* start *

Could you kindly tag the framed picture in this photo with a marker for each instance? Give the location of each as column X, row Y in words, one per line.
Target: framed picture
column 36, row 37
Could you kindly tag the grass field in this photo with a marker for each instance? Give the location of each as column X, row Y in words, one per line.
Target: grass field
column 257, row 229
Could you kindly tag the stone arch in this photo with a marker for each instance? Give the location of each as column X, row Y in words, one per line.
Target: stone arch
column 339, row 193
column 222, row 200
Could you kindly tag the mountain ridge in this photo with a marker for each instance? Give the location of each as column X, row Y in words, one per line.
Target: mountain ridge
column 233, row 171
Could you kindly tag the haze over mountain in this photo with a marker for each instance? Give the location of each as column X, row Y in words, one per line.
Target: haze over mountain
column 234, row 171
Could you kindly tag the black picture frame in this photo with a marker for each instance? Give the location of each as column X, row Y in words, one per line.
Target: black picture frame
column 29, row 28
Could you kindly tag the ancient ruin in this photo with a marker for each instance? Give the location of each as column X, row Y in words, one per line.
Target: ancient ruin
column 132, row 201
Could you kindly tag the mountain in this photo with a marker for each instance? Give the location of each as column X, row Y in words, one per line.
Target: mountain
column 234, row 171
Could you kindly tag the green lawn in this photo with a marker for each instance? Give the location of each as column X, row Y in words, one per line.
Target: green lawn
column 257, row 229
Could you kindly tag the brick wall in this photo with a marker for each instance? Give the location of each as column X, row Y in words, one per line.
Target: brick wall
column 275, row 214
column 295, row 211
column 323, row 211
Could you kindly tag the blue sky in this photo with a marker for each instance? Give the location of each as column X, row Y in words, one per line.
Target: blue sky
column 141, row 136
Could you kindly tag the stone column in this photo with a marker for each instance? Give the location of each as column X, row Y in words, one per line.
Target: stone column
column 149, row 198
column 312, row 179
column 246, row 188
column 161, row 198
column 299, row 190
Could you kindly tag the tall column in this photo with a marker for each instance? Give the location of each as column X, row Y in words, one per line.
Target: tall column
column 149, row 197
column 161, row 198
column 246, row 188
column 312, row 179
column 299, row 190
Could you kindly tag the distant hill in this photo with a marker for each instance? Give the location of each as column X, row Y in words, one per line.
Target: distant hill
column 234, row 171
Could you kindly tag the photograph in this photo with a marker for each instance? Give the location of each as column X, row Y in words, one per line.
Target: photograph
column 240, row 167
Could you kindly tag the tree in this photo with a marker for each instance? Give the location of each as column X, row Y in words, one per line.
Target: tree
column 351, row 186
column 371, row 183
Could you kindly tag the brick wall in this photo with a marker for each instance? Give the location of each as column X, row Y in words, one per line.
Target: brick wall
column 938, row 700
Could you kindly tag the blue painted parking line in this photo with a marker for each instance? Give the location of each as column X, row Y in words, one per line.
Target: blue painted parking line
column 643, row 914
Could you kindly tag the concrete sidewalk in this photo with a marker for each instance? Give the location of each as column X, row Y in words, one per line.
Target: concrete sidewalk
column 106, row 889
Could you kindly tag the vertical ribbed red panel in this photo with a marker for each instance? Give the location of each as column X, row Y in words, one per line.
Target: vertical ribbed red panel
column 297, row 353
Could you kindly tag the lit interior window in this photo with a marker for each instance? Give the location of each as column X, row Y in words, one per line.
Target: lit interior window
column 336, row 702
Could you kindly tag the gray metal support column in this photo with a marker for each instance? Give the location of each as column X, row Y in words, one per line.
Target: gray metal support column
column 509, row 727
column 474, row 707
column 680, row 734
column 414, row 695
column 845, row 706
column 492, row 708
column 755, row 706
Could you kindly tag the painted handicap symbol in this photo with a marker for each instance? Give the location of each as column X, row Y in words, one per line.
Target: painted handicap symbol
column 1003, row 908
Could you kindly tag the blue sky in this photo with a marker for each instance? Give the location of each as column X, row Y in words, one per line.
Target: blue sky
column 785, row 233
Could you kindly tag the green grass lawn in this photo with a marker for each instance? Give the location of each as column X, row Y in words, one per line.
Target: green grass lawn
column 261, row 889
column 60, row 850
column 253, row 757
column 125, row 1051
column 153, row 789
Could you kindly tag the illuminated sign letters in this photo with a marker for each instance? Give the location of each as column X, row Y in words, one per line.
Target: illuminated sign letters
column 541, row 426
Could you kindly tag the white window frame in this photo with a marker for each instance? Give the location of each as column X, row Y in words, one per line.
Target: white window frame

* end *

**Your instructions:**
Lay out these lines as a numbered list, omitting any blank lines.

**Result below:**
1. Could you kindly tag the framed picture in this photo with a marker for each instance? Give the location of each as column X, row Y in words, one per line.
2. Target: framed picture
3. column 36, row 37
4. Could you kindly tag the grass field in this photo with a marker for each instance? Give the location of each as column X, row Y in words, one per line.
5. Target: grass field
6. column 257, row 229
7. Could you kindly tag the stone arch in this photo with a marker for each instance? Give the location of each as column X, row Y in words, one per line.
8. Target: stone arch
9. column 339, row 193
10. column 222, row 200
11. Could you kindly tag the mountain ridge in this photo with a marker for each instance? Give the location of each as column X, row Y in words, one per line.
12. Target: mountain ridge
13. column 233, row 171
14. Could you kindly tag the haze over mountain in this photo with a marker for each instance? Give the location of each as column X, row Y in words, one per line.
15. Target: haze over mountain
16. column 234, row 171
17. Could you kindly tag the black picture frame in this photo with a marker for each instance? Give the location of each as column X, row Y in words, one per line.
18. Target: black picture frame
19. column 29, row 28
20. Could you kindly tag the ancient ruin in this photo with a marker for each instance? Give the location of each as column X, row Y in words, one per line.
21. Target: ancient ruin
22. column 132, row 201
23. Could you kindly tag the mountain in this photo with a marker for each instance? Give the location of each as column X, row Y in words, one per line.
24. Target: mountain
25. column 234, row 171
26. Could you kindly tag the green lawn in this photo with a marker for each instance? Give the location of each as column X, row Y in words, one per line.
27. Target: green lawn
28. column 257, row 229
29. Could you kindly tag the brick wall in this photo with a marker for each instance? Give the location of each as column X, row Y in words, one per line.
30. Target: brick wall
31. column 275, row 214
32. column 295, row 211
33. column 323, row 211
34. Could you kindly tag the blue sky in this photo with a marker for each instance? Give the location of each as column X, row Y in words, one per line.
35. Target: blue sky
36. column 141, row 136
37. Could you kindly tag the stone column in this photo with a marker for each instance? Give the location of each as column X, row Y in words, one per line.
38. Target: stone column
39. column 149, row 198
40. column 312, row 179
41. column 246, row 188
42. column 161, row 198
43. column 299, row 190
44. Could you kindly tag the tall column in this photo with a marker for each instance? Give the location of each as column X, row Y in words, one per line.
45. Target: tall column
46. column 149, row 197
47. column 161, row 198
48. column 246, row 188
49. column 312, row 179
50. column 299, row 190
51. Could you kindly tag the distant hill in this photo with a marker for each instance? Give the location of each as column X, row Y in words, one per line.
52. Target: distant hill
53. column 234, row 171
54. Could you kindly tag the photograph in this photo with a marker for each instance? Give the location of each as column X, row Y in words, one per line.
55. Target: photograph
56. column 240, row 167
57. Could you kindly tag the tree in this photo with a marker for each instance? Give the location of each as column X, row Y in words, one per line.
58. Target: tree
59. column 351, row 186
60. column 371, row 183
61. Could you kindly tag the brick wall in this photo with a marker for each instance? Give the location of each as column X, row Y in words, one per line.
62. Target: brick wall
63. column 938, row 700
64. Could you kindly tag the blue painted parking line in this photo with a marker for each instance? Give the location of each as column X, row Y in words, one per line.
65. Target: blue painted parking line
66. column 643, row 914
67. Could you kindly tag the concrete sidewalk in this photo with a marker for each instance? Give the location of each as column X, row Y in words, one per line.
68. Target: concrete sidewalk
69. column 106, row 889
70. Could you kindly tag the vertical ribbed red panel in this photo with a marker for each instance? Give the location of each as column X, row Y in words, one per line.
71. Target: vertical ribbed red panel
72. column 297, row 353
73. Could you kindly tag the lit interior window in this photo with a marker for each instance? Give the location of each as column X, row Y in words, one per line.
74. Target: lit interior window
75. column 336, row 702
76. Could you kindly tag the gray metal support column in this photo with a marker for each instance? Give the location of each as column X, row Y in words, one per line.
77. Target: gray metal support column
78. column 509, row 727
79. column 474, row 707
80. column 680, row 734
81. column 414, row 695
82. column 845, row 706
83. column 492, row 708
84. column 755, row 706
85. Could you kindly tag the painted handicap symbol in this photo with a marker for each instance? Give the location of each as column X, row Y in words, one per line.
86. Target: painted handicap symbol
87. column 1003, row 908
88. Could you kindly tag the blue sky in this photo with a marker for each instance? Give the location of each as column X, row Y in words, one per line.
89. Target: blue sky
90. column 785, row 233
91. Could you kindly tag the green grass lawn in this photo with a marker for each instance? Give the location of each as column X, row Y in words, one per line.
92. Target: green grass lawn
93. column 261, row 889
94. column 60, row 850
95. column 253, row 757
96. column 125, row 1051
97. column 153, row 789
98. Could you kindly tag the illuminated sign letters in this photo with a marker for each instance? Give the location of each as column X, row Y in words, one per line.
99. Target: illuminated sign letters
100. column 541, row 426
101. Could you kindly tag the white window frame in this photo with a marker for each instance? Give the location of each as column X, row Y in words, one per line.
102. Target: white window frame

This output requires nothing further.